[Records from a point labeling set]
============

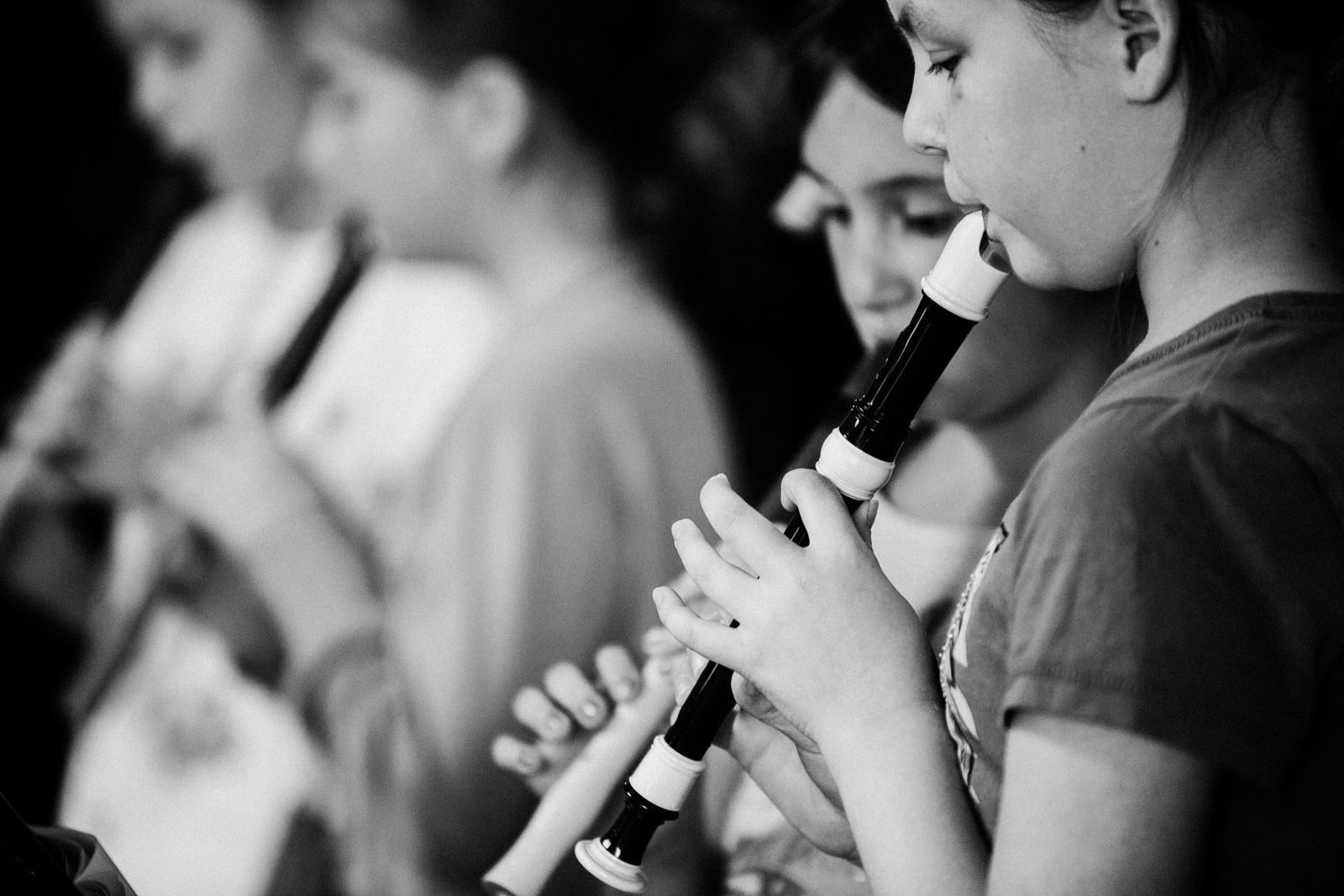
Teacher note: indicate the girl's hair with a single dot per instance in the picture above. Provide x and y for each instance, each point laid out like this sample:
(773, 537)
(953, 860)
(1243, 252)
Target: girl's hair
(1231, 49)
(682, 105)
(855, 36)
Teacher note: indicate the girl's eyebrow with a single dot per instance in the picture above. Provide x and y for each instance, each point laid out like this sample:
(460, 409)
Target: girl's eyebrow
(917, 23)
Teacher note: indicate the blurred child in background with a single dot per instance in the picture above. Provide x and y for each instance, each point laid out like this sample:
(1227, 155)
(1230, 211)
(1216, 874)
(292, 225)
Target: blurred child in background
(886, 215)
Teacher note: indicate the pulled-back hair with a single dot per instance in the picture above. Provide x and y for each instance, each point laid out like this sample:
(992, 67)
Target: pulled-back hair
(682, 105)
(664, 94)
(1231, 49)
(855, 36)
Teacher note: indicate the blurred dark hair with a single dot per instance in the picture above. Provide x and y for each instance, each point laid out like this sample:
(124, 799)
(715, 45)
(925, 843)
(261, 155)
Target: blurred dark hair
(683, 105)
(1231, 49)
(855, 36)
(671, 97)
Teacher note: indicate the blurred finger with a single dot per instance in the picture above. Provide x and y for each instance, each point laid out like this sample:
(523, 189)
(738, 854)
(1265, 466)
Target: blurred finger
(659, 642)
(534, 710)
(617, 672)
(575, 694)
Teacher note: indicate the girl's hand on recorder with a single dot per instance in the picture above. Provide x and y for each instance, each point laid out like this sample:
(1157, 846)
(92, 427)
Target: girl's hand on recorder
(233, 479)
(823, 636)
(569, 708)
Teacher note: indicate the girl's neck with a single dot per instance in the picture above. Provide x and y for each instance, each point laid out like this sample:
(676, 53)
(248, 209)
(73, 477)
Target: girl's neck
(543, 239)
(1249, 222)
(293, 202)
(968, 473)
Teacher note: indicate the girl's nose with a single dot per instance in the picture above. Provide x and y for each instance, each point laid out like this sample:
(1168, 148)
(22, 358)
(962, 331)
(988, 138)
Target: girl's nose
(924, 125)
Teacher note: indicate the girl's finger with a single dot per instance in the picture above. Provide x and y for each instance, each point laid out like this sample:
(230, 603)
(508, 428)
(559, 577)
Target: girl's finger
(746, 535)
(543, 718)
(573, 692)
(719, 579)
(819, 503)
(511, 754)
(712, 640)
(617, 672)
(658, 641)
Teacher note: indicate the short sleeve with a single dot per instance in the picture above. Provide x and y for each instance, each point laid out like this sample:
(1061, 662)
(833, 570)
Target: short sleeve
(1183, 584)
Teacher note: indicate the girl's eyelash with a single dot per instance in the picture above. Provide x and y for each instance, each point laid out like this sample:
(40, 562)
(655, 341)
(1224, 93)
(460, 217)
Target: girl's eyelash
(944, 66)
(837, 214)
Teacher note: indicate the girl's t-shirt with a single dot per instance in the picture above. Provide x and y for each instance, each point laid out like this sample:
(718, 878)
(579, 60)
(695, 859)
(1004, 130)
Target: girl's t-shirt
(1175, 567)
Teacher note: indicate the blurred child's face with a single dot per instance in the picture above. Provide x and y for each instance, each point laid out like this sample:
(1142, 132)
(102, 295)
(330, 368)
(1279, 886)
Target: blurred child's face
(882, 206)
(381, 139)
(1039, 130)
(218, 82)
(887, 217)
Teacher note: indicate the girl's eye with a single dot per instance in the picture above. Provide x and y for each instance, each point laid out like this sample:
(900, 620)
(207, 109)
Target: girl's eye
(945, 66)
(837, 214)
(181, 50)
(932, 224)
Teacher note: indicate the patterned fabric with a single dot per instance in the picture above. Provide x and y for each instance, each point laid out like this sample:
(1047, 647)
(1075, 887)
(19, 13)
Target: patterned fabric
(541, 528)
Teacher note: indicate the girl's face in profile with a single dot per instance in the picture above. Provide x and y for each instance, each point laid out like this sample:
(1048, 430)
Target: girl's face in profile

============

#### WHAT YOU NEED TO DO:
Only the lines from the one containing "Teacher note: indicate the patterned" to the end of the data should be printed, exactly as they stand.

#### WRITTEN SOLUTION:
Teacher note: indicate the patterned fabric with a single dot per instance in the picture above. Provide x and y for each instance, each point laid out like this sample:
(1047, 647)
(1075, 887)
(19, 13)
Target: patterned fabric
(541, 528)
Teacher note: indicate the girl's face in profile with a single dot per instance in the picture above. Provide x and y for each instance, each point laid out like this sample:
(1048, 430)
Target: girl's face in profile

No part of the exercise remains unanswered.